Requirement:
Please output the records below word for word and omit the pictures.

+++

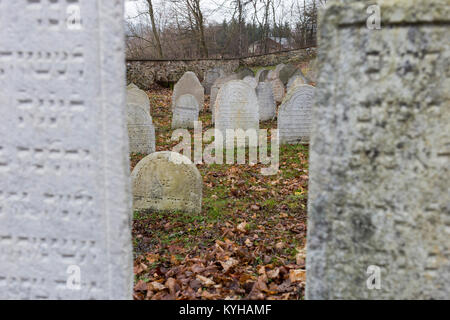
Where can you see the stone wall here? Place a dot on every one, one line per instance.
(144, 73)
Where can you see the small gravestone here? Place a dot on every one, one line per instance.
(210, 77)
(64, 172)
(138, 97)
(379, 204)
(189, 84)
(266, 101)
(261, 75)
(245, 72)
(167, 181)
(185, 112)
(251, 81)
(236, 107)
(141, 132)
(286, 72)
(295, 115)
(215, 90)
(278, 90)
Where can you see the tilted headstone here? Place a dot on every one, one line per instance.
(210, 77)
(141, 132)
(167, 181)
(286, 72)
(251, 81)
(138, 97)
(215, 90)
(185, 112)
(278, 90)
(236, 107)
(295, 115)
(65, 206)
(266, 101)
(189, 84)
(379, 213)
(245, 72)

+++

Solution for this task:
Where can you see the stone wall here? Place a dot on every one, one line per instance.
(144, 73)
Where can you see the small gravestone here? Place a dot on every one, one line per instance.
(210, 77)
(64, 172)
(138, 97)
(379, 204)
(189, 84)
(266, 101)
(261, 75)
(245, 72)
(167, 181)
(185, 112)
(251, 81)
(236, 107)
(141, 132)
(286, 72)
(295, 115)
(215, 90)
(278, 90)
Where can you see the tilted headstone here? Place a dot on every one, one line per instance.
(210, 77)
(141, 132)
(167, 181)
(286, 72)
(251, 81)
(138, 97)
(215, 90)
(185, 112)
(278, 90)
(236, 107)
(295, 115)
(65, 206)
(266, 101)
(189, 84)
(379, 213)
(245, 72)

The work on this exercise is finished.